**Exercise data**:
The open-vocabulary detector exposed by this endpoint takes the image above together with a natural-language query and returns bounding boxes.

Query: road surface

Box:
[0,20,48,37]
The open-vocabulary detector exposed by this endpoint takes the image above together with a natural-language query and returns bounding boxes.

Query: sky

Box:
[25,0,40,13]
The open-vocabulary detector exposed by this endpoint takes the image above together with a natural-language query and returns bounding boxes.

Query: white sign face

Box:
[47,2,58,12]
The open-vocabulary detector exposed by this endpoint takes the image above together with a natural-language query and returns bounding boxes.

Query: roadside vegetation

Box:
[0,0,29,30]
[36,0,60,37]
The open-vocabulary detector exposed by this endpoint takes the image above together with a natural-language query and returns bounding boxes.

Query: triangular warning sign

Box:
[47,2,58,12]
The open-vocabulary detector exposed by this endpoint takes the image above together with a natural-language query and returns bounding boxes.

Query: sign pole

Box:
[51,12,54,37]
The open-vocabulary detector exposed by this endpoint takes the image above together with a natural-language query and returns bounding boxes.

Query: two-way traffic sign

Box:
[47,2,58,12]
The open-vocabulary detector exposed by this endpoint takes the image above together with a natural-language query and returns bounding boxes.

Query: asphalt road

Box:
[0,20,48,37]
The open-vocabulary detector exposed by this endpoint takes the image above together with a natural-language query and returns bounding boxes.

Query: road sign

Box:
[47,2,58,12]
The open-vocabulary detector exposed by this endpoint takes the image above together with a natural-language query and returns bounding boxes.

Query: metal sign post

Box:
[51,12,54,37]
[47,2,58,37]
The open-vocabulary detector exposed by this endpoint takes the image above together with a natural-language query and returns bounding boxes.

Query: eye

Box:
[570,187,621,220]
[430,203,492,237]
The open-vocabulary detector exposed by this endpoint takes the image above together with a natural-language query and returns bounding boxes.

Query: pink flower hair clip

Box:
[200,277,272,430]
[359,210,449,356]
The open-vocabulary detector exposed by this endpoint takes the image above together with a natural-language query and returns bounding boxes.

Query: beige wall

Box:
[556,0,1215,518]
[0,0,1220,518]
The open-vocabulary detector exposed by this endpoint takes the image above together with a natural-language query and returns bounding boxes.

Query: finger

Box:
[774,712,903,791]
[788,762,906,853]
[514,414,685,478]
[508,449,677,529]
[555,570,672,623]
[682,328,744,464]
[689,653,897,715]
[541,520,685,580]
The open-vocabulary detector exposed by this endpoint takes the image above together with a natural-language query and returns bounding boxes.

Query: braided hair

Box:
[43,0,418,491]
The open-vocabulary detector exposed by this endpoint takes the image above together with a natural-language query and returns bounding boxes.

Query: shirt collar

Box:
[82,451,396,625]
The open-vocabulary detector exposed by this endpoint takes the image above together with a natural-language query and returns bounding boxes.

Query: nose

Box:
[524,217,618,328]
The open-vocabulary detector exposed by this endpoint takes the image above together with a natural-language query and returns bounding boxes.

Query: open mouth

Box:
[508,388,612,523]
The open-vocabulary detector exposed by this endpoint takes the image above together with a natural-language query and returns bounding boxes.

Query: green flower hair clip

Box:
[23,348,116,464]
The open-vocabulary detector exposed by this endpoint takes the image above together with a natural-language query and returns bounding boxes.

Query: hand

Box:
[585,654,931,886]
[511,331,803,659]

**Work required**: Can you give the listing again with every "endpoint" replaced by "service" and nothing else changed?

**Written answer**:
The open-vocabulary detector exposed by this service takes the image above together with a natural-language query and returns bounding boxes.

Query: road surface

Box:
[0,20,48,37]
The open-vocabulary detector exposed by this service takes the image above together with a natural-language query and returns bounding boxes.

Query: sky

Box:
[25,0,40,13]
The open-vocabulary detector exposed by this service takes the image above together with a natural-language query and returns bounding boxes.

Query: white sign face

Box:
[47,2,58,12]
The open-vocabulary detector exposed by this service takes the image above together with a natural-language query and returns bounding boxes.

Query: roadside vegetation

Box:
[0,0,29,30]
[36,0,60,37]
The open-vocabulary detector exposed by this service takes the image above together with a natural-language query and returns bounding boxes.

Query: triangular warning sign

Box:
[47,2,58,12]
The open-vocabulary detector exposed by this service takes the image above together with a natural-language query and returns bounding boxes.

Query: sign pole

Box:
[51,12,54,37]
The open-vocabulary detector exposed by this service takes the image above together with a natural-language query and returns bounding boxes.

Query: two-way traffic sign

Box:
[47,2,58,12]
The open-vocabulary detector exposed by this service takes the image above together with a natural-language query and returns bounding boxes.

Query: asphalt road

Box:
[0,20,48,37]
The open-vocabulary detector exposed by this service takes the image above together with a natural-language query and returns bounding boxes.

Query: road sign

Box:
[47,2,58,12]
The open-vocabulary detector exposed by this service takes the image above together with a natural-language query and returns bounding boxes.

Query: metal sign post

Box:
[51,12,54,37]
[47,2,58,37]
The open-vocabulary detector exposed by this service takes the image above together with a natural-language query and returns bounding boxes.

Query: eye

Box:
[570,187,621,220]
[430,203,492,237]
The open-vocabulary detector exposed by this service takes the image above together with a natural-language query and returns bounding boxes.

Query: pink flower hair clip

Box:
[200,277,272,430]
[359,210,449,356]
The open-vocabulary detector exposed by this service takes the image above together with a natural-language query and returns bounding boxes.

Query: beige wall

Box:
[556,0,1215,518]
[0,0,1220,518]
The open-vocabulary detector exposed by this service takes the image above together with a natural-language query and returns bounding boxes.

Query: finger

Box:
[774,712,903,791]
[788,762,906,853]
[514,414,685,478]
[508,449,677,529]
[555,570,672,623]
[682,328,744,464]
[689,653,897,715]
[541,520,685,580]
The open-vocabulary detector exposed by this service takes the image above together with a natural-language query and returns bounding boxes.

Query: braided hair

Box:
[43,0,418,491]
The open-vocabulary detector exposed by this service takes the image above together with a natural-language query and returns bounding boxes.

Query: shirt collar

Box:
[82,451,396,625]
The open-vocabulary detector exposed by this service takes the image above together with a natural-language query and returns bounding boxes.

Query: nose

Box:
[524,217,618,328]
The open-vocabulary detector exposed by this service takes the image above together with a natural-language query and returns bounding boxes.

Query: open mouth

Box:
[508,388,612,523]
The open-vocabulary detector exposed by this service takes the image above together with a natural-language query and returns bounding boxes.

Query: green flower hair clip

Box:
[23,348,116,464]
The open-vocabulary detector exposed by this service takes the image above together with a natural-language query and returns bounding boxes.

Query: hand

Box:
[585,654,931,886]
[511,331,803,659]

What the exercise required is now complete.